[Collected data]
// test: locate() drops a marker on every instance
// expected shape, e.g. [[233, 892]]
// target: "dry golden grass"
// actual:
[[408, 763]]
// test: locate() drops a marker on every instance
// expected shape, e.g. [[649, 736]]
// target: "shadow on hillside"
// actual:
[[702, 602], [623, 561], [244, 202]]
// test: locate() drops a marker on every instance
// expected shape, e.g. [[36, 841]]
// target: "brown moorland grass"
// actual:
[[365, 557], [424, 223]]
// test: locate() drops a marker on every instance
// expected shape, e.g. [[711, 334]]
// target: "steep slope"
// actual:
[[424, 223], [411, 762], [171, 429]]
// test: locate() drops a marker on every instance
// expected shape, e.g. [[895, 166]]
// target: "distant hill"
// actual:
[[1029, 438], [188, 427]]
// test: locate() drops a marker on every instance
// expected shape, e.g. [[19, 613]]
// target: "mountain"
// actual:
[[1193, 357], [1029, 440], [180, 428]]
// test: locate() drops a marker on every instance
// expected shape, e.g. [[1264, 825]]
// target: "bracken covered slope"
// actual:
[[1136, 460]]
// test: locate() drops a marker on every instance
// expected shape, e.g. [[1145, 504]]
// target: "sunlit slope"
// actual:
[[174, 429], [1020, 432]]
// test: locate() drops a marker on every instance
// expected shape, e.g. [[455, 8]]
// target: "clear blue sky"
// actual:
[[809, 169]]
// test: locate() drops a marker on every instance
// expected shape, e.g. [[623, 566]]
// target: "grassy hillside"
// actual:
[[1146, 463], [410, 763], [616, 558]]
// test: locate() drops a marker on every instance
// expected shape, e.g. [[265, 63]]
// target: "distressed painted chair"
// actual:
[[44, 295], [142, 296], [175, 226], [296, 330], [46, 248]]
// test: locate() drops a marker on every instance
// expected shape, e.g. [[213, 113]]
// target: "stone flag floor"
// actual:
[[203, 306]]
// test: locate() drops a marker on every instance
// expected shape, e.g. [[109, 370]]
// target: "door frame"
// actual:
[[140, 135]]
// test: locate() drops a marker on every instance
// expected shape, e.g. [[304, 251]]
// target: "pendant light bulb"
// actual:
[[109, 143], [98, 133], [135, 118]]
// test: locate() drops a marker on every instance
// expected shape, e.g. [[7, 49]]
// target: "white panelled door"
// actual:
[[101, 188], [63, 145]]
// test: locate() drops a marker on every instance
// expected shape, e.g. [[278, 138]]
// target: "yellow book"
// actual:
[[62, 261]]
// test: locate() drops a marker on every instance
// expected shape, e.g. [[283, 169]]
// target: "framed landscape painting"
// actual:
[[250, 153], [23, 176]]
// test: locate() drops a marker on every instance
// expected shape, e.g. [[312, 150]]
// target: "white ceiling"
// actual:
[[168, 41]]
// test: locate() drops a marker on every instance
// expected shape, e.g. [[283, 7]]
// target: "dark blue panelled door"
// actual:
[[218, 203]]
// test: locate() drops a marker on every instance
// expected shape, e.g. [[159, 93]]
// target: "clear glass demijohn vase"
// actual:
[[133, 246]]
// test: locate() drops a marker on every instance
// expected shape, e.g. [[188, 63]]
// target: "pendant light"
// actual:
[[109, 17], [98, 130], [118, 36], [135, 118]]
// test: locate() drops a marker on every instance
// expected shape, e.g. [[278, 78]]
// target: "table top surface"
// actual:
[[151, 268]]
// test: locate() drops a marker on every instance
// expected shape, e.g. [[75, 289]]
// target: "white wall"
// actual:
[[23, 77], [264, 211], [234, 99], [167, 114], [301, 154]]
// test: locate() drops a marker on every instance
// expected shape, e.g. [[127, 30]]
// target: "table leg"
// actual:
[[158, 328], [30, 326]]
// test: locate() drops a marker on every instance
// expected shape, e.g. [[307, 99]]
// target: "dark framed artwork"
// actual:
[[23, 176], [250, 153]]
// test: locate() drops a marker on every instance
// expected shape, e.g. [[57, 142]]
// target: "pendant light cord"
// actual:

(WORK TO BE COMPLETED)
All lines that hold the word "table" should be copied from the data.

(TASK RESULT)
// target: "table top surface"
// target: "table leg"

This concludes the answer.